## Work to do
Rewrite the entries from the line containing "Question. Place one point on every instance of the background" through the end of the entries, changing "greenery" to "foliage" and leaving everything else as it is.

··· Stored rows

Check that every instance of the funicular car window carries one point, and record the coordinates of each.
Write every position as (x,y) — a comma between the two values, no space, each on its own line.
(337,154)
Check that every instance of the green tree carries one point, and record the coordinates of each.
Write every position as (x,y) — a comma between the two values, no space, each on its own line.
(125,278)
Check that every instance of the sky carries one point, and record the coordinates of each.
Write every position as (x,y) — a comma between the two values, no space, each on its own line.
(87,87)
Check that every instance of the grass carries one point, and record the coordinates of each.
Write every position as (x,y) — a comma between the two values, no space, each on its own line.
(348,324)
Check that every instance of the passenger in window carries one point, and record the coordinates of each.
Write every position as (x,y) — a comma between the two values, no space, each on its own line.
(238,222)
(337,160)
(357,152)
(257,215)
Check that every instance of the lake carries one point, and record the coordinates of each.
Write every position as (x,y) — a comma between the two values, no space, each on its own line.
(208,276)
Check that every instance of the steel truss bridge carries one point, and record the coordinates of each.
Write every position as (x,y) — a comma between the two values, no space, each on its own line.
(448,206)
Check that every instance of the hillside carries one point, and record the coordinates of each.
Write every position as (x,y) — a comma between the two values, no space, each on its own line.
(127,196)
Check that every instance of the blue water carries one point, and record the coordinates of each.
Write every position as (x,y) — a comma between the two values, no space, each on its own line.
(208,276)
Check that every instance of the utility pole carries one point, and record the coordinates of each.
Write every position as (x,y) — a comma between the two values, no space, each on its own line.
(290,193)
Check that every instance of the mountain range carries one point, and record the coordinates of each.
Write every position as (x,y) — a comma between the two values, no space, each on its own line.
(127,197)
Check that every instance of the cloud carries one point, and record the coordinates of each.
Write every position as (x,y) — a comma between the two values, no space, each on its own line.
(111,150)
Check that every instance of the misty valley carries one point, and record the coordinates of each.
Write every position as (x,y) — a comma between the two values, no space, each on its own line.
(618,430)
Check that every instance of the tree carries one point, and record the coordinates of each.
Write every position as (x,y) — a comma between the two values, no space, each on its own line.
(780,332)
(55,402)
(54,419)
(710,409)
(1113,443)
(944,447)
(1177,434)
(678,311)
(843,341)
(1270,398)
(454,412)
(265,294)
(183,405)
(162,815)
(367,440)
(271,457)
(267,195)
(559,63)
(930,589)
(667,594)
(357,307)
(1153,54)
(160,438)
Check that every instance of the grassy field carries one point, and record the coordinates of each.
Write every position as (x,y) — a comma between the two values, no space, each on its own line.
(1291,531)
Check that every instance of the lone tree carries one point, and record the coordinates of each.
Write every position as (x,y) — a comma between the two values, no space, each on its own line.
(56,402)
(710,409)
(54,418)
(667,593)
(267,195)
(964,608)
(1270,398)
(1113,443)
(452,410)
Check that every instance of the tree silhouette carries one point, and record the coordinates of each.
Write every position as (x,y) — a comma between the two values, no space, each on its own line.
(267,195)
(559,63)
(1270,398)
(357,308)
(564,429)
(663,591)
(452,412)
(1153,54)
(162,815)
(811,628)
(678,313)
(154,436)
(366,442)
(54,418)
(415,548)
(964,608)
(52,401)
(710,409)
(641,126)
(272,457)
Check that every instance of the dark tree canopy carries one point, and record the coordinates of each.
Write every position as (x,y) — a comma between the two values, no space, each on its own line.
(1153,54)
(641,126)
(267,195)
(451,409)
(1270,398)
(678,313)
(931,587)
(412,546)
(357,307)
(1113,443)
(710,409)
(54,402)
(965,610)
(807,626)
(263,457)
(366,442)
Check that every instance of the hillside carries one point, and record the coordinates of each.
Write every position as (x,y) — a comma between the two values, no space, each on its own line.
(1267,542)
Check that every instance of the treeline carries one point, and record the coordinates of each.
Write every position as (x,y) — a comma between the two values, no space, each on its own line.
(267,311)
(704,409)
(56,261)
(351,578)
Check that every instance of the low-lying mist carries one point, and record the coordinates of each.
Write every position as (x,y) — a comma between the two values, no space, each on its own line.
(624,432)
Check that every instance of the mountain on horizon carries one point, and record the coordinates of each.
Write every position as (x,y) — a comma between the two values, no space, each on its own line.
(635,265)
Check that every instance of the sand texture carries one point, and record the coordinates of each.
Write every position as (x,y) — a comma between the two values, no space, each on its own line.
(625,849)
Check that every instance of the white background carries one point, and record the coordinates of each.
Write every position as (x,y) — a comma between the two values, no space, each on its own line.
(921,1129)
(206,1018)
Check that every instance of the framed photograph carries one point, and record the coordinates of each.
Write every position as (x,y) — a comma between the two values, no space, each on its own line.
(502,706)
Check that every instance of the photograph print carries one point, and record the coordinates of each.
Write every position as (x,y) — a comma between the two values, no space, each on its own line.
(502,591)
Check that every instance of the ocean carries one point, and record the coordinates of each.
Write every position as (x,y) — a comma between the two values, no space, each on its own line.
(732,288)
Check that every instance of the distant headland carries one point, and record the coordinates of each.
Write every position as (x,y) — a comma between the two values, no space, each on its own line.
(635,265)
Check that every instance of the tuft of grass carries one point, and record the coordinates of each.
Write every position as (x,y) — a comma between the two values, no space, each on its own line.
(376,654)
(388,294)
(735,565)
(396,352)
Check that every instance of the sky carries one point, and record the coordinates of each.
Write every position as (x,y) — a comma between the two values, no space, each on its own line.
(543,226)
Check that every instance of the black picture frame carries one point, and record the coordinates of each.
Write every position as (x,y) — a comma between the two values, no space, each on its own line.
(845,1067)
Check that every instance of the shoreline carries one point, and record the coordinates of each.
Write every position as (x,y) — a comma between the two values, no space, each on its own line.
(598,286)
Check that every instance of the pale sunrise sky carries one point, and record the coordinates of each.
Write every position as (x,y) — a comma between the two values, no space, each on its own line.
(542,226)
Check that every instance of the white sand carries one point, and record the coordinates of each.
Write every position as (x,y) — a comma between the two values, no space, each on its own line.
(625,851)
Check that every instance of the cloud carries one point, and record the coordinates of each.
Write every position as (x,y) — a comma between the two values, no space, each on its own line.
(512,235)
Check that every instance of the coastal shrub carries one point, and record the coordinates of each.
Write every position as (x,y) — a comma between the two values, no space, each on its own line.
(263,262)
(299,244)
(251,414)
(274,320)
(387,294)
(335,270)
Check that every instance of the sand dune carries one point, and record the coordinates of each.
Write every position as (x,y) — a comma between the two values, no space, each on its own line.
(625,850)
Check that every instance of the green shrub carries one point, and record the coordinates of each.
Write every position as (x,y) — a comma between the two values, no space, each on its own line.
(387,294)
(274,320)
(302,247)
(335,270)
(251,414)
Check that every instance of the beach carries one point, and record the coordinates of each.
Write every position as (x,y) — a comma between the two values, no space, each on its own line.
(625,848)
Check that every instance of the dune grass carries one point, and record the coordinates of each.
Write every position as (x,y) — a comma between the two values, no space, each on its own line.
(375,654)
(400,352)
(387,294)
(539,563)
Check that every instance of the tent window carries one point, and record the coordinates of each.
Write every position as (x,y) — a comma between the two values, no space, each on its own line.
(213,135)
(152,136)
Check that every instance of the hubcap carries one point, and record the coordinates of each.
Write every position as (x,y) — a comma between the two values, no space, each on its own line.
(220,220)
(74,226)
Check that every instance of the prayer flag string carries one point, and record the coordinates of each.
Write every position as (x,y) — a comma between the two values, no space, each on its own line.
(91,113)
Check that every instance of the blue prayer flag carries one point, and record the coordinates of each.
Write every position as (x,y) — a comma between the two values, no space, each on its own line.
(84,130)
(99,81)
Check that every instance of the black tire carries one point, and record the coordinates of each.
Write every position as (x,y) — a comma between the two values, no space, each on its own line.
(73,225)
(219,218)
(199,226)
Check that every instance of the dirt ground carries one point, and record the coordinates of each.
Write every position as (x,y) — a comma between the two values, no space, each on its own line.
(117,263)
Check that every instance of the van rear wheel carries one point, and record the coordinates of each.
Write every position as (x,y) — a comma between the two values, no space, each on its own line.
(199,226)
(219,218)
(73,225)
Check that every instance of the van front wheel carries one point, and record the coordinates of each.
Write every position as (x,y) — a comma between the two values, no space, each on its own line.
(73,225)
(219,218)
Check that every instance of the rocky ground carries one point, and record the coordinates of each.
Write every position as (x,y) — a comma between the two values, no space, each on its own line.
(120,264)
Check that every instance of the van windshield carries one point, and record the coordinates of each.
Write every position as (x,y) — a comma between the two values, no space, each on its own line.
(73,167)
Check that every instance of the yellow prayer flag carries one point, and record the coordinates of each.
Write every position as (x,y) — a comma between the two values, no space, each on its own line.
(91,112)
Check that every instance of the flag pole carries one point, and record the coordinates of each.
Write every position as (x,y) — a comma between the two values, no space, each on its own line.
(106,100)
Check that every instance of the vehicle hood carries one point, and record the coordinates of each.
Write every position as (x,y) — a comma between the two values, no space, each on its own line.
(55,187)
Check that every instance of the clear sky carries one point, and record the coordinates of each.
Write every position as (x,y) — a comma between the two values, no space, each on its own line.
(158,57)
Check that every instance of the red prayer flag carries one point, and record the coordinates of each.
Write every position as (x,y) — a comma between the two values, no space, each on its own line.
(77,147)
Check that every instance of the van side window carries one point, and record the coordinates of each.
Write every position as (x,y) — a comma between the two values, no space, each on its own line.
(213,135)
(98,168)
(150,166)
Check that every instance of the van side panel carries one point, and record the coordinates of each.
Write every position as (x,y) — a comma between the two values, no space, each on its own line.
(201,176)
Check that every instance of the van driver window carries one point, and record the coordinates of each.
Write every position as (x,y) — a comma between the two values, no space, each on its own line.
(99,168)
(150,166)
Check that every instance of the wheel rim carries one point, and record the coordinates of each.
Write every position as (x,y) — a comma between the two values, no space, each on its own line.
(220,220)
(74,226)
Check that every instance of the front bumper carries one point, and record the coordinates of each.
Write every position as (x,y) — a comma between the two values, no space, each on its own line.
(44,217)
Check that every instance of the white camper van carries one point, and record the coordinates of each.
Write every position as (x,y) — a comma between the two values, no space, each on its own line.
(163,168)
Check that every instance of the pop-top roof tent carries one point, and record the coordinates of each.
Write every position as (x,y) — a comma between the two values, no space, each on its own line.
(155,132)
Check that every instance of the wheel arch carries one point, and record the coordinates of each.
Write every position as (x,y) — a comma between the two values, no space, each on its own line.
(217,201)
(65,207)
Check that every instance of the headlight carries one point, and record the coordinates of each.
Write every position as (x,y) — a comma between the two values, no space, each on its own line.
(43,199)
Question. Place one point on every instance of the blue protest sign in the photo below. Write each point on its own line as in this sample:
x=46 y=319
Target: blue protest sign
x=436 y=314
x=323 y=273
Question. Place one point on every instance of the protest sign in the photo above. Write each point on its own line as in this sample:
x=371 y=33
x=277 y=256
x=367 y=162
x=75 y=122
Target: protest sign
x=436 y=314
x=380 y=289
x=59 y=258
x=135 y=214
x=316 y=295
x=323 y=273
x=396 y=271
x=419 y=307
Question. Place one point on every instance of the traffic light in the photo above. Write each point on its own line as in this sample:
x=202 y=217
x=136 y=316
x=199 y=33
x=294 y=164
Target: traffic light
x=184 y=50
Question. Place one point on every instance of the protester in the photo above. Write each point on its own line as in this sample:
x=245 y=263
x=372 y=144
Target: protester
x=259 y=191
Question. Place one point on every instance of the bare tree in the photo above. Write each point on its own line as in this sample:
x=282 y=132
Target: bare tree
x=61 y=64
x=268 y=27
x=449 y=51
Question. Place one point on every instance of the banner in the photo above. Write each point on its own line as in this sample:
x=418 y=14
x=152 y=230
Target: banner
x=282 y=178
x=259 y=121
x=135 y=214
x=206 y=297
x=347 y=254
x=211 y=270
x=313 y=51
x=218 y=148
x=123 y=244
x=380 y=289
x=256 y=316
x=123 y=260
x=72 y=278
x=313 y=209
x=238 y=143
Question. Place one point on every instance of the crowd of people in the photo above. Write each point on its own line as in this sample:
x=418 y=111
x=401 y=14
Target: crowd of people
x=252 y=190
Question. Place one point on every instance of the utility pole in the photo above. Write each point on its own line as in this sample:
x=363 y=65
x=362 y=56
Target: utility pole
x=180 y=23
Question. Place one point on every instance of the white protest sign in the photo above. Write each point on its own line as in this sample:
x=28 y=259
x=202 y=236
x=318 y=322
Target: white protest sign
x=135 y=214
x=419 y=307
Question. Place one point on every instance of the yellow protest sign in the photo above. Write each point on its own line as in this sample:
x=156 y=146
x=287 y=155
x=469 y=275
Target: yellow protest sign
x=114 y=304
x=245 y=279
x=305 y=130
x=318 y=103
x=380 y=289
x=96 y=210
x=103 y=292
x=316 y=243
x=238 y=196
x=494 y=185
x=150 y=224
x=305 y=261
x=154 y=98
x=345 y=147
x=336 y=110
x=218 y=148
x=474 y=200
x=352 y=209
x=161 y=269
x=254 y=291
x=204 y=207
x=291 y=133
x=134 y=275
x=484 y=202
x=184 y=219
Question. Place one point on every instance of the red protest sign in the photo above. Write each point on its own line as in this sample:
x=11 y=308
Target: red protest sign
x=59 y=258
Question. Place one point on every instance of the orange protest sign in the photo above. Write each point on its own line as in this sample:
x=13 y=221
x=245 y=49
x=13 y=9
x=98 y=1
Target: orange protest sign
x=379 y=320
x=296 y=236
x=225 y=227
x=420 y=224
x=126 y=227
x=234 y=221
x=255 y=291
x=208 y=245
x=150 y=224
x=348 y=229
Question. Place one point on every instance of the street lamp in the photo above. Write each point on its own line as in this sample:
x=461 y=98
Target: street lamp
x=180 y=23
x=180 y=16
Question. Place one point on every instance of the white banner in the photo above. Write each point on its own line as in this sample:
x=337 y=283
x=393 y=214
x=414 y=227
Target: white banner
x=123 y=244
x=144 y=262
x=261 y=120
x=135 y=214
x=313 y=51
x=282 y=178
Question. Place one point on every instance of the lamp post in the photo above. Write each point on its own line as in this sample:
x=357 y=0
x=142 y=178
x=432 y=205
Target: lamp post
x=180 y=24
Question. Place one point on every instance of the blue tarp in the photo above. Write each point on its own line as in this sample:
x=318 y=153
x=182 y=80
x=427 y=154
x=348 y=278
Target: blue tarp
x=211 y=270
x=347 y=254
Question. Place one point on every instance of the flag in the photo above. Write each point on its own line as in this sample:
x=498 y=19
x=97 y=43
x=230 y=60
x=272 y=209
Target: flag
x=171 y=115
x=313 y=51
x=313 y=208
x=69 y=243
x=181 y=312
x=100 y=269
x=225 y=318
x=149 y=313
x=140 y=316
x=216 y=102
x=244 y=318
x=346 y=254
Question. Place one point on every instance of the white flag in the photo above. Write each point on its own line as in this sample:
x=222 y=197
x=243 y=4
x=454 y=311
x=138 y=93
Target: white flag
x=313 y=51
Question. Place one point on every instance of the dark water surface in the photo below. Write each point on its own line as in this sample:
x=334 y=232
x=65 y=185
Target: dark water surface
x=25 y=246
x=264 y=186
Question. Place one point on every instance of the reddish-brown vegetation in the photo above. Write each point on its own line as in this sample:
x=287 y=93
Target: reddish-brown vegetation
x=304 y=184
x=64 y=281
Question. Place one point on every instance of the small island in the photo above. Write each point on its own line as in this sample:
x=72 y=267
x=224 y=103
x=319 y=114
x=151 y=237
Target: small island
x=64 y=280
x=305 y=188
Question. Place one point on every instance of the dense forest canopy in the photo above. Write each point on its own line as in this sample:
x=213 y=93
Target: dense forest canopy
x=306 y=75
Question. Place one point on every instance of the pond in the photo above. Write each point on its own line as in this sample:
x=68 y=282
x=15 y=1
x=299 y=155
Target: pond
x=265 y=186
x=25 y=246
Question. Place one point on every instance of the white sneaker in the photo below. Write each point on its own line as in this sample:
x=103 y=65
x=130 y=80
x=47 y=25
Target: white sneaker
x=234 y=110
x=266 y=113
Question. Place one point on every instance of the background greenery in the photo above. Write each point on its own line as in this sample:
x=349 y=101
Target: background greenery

······

## Answer to this task
Question. Place one point on every instance of the background foliage in the photo above. Write each point on its own line as in this sample:
x=349 y=101
Target: background foliage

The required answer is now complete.